____ Supplied records

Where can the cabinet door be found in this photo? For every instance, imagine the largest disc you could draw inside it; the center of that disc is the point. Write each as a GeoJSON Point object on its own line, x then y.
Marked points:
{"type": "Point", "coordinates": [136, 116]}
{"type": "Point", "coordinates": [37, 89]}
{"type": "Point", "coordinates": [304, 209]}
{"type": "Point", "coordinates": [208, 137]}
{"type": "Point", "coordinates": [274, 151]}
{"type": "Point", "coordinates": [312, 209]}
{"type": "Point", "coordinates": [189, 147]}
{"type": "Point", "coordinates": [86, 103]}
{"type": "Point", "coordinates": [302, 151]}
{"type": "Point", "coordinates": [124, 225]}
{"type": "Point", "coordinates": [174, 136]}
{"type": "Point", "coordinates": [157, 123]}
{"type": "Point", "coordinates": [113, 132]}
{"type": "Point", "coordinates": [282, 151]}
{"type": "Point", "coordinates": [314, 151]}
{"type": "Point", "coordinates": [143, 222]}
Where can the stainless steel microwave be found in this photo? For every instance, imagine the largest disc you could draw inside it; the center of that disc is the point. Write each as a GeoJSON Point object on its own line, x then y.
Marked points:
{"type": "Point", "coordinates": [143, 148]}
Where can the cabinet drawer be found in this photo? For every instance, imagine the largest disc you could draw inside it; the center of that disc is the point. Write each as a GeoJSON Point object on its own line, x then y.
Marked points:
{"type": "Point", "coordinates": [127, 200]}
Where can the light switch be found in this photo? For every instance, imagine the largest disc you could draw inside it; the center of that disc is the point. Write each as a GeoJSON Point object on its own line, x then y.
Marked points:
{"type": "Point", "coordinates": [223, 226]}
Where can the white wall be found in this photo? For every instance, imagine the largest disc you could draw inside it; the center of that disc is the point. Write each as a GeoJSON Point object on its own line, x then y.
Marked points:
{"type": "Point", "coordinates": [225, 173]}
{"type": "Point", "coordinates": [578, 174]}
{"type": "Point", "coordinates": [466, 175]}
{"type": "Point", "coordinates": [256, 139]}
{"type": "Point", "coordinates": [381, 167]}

________

> _About this exercise_
Those lines above that contain the string "cabinet" should be returned.

> _Finished exercise_
Where can the cabinet door be found in this photo? For every instance, imagine the largest disc you could draw inside it; the center of that disc is the point. Write each as a GeoJSON Point object on its own line, x then y.
Where can the cabinet drawer be found in this photo? For every instance, imagine the largest disc you could draw inside it; the center of that disc is the point. Write each as a GeoJSON Point object on its own line, x then y.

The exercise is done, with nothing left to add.